What you will do: Please write out every item below word for word, leaving out the pictures.

Material provided:
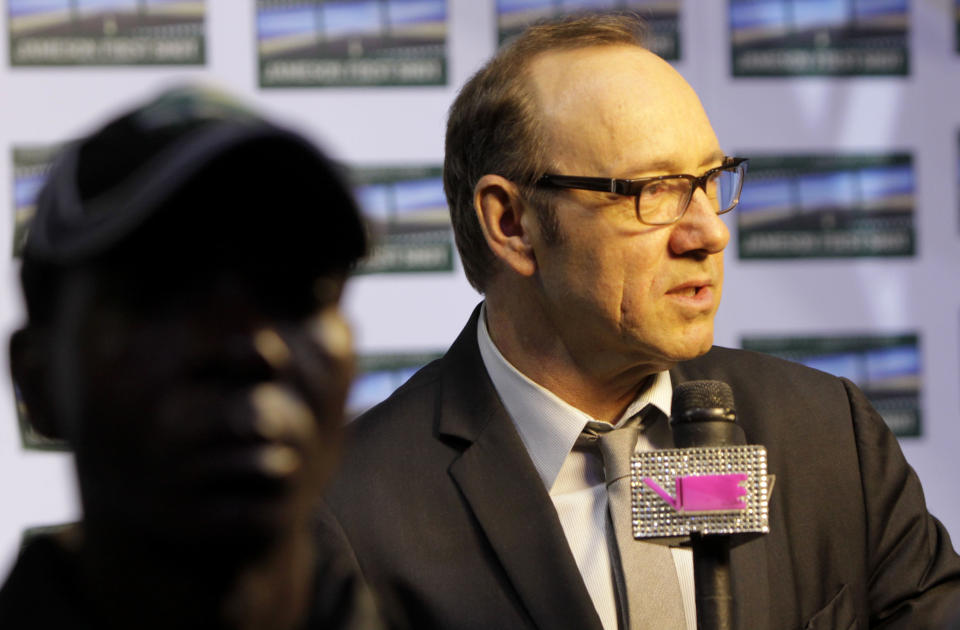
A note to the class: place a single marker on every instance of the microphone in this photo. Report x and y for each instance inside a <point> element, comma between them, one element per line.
<point>721,492</point>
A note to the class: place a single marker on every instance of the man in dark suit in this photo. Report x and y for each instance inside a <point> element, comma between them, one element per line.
<point>585,184</point>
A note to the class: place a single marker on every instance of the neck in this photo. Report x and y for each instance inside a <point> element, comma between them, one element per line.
<point>597,383</point>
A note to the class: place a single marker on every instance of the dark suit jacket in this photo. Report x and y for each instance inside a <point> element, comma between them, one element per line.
<point>451,524</point>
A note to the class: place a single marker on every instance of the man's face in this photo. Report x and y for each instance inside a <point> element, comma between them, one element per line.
<point>623,294</point>
<point>209,395</point>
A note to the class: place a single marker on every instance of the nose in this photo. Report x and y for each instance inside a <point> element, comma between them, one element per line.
<point>700,231</point>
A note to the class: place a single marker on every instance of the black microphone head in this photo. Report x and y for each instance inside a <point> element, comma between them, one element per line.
<point>702,400</point>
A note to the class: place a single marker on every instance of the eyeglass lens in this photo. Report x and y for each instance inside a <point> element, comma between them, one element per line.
<point>664,201</point>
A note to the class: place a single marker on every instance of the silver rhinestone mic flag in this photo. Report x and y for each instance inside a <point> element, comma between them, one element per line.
<point>704,490</point>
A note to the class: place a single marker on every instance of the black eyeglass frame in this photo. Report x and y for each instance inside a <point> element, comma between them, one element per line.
<point>632,187</point>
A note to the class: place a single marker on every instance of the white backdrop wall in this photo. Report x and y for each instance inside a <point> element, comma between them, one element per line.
<point>424,312</point>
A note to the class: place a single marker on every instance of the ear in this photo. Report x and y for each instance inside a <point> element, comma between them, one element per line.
<point>28,366</point>
<point>506,221</point>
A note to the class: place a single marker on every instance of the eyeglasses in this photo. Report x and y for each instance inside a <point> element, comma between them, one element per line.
<point>662,200</point>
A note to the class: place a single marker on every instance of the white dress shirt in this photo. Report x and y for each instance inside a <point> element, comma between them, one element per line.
<point>549,427</point>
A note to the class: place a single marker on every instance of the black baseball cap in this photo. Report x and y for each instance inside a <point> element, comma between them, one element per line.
<point>197,158</point>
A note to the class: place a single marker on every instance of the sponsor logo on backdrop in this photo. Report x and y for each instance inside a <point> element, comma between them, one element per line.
<point>662,17</point>
<point>408,214</point>
<point>819,206</point>
<point>321,43</point>
<point>378,375</point>
<point>30,166</point>
<point>885,367</point>
<point>106,32</point>
<point>819,37</point>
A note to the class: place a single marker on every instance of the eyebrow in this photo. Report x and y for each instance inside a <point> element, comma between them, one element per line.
<point>670,165</point>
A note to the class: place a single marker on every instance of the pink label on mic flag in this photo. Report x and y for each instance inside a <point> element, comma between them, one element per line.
<point>705,493</point>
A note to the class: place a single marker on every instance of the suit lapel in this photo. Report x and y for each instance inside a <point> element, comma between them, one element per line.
<point>748,561</point>
<point>506,495</point>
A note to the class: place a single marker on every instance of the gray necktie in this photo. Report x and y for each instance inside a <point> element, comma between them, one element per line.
<point>644,573</point>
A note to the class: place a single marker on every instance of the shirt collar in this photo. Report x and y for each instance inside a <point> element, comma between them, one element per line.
<point>549,426</point>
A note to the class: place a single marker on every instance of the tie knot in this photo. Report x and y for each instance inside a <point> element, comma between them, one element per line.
<point>614,445</point>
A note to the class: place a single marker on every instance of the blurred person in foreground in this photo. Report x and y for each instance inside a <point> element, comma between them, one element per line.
<point>585,182</point>
<point>182,279</point>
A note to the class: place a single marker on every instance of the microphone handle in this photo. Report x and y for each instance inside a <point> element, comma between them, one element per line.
<point>711,554</point>
<point>711,576</point>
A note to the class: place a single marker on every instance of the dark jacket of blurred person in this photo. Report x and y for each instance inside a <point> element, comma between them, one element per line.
<point>182,279</point>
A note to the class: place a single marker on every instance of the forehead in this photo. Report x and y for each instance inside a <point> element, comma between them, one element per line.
<point>619,111</point>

Answer to the problem:
A note to the class: place a single marker on every instance of the microphone in this photo. Report x and y for each instance inside a <point> element, comma between them, one element per line.
<point>721,492</point>
A note to the class: place a single marker on every instance of the man in dark suit in this photo. Report x and y for each instance inside a <point> element, comma between them, one element per line.
<point>585,184</point>
A note to the class: place a single marker on every instance of the neck in this photo. Report x and y for each instance inside a <point> element, comma between them, one element per line.
<point>597,383</point>
A note to the class: place a single marker on every instance of the dark suit jacket in this photo. Report x and y for each instance inside a <point> element, comma between them, one element per line.
<point>451,524</point>
A note to the class: place a single marker on every instance of the man's face in this photo. Report x and y for each instance inside a <point> element, comma between them, one element per line.
<point>623,294</point>
<point>209,395</point>
A note to the class: place a single marker on every instance of the nose in this photo. Report x and y for each instance inside a <point> element, comma between them, one element per line.
<point>700,231</point>
A note to the class: place a single marker on every instance of the black microphone head in this photo. Report x and y for each instance inside a <point> element, comma between them, one element per line.
<point>702,400</point>
A note to the class: place a single marker on every instance of the eyeglass lens in this photo. Report x and y for each instance inside a <point> element, comma between them, one element per line.
<point>664,201</point>
A note to the class: place a single marker on every instance of the silver rhinestone mic flag in this photo. Report x and y for each instance inside a <point> element, comma between them, one element per line.
<point>704,490</point>
A note to the class: place a single marker on every instance of the black eyeglass frame in this photo. Report x and y for each instance inside a <point> element, comma between them, one element per line.
<point>632,187</point>
A note to the class: place a single marker on every instance of the white backdrop wall in this photo. Report x and y for each instance inside a <point> element, comma between them, one element per line.
<point>424,312</point>
A note to the class: place a single marker on every instance of the ear in this photo. Report x and y for each instance inside a <point> element, comma between them, one element per line.
<point>28,366</point>
<point>506,221</point>
A note to the class: place a single marker on every instance of the eyeglasses in this photo. Report x and y for each instance inside a <point> element, comma between them, one element per line.
<point>662,200</point>
A note to the class: place a single marker on every instance of the white dress shirt in this photo. Report x and y for each instance inside a <point> element, comma between them, one element per line.
<point>549,427</point>
A note to the class: place a single marker on every instance of the black baseball cap in this photo. Report x and y for each instance inside a <point> element, comma between them, one element per line.
<point>197,158</point>
A note to the class: place a single marker on every instance of the sponsor logo on backdrop in this photo. Report x and y for each instance inside a <point> element, comma between them, one element per line.
<point>662,17</point>
<point>408,214</point>
<point>819,206</point>
<point>321,43</point>
<point>378,375</point>
<point>30,166</point>
<point>885,367</point>
<point>106,32</point>
<point>819,37</point>
A note to the class: place a single marker on every instance of the eyebrow in this photo. Report x and y for each instance inside a <point> element, comma between them, one element per line.
<point>670,165</point>
A note to the class: place a single marker on every instance of the pink label on mic flag in this photo. Report x and y for each instance inside a <point> element, comma between them, one element per line.
<point>705,493</point>
A note to the class: place a single marker on every instance of the suit lapel in this photo. Report x and y for each instance inside a <point> element, comma between them, one element per line.
<point>748,561</point>
<point>506,495</point>
A note to the class: place a single marker on every instance of the gray necktie in this photo. Report x and y for each instance inside a <point> element, comma between them, one element per line.
<point>644,573</point>
A note to the class: place a single marker on every instance of the shirt collar in this photo. Report x and y for each instance inside a <point> element, comma between them, one element per line.
<point>549,426</point>
A note to the class: place a single marker on every instance of the tie knot in this photo. Report x and y for each instance inside a <point> element, comma between them, one element per line.
<point>614,445</point>
A note to the class: place a single marker on every instance of the blurred person in foreground in this photo. Report x and y for each instance inside a <point> element, comma between them, one element per line.
<point>585,182</point>
<point>182,279</point>
A note to the class: place a single marker on every instance of the microphone handle in this photo. Report x and y for each instance inside a <point> element, comma between them, one element per line.
<point>711,554</point>
<point>711,576</point>
A note to the class: place a single marker on every instance of the dark jacket of blurred person in this photo. Report x and y for each instance inside a <point> element, comma between them, one element per line.
<point>182,279</point>
A note to the class: place a single marker on every instance of the forehead in this photo. Report x and y for each instance inside a <point> element, comma between them, one element per line.
<point>619,111</point>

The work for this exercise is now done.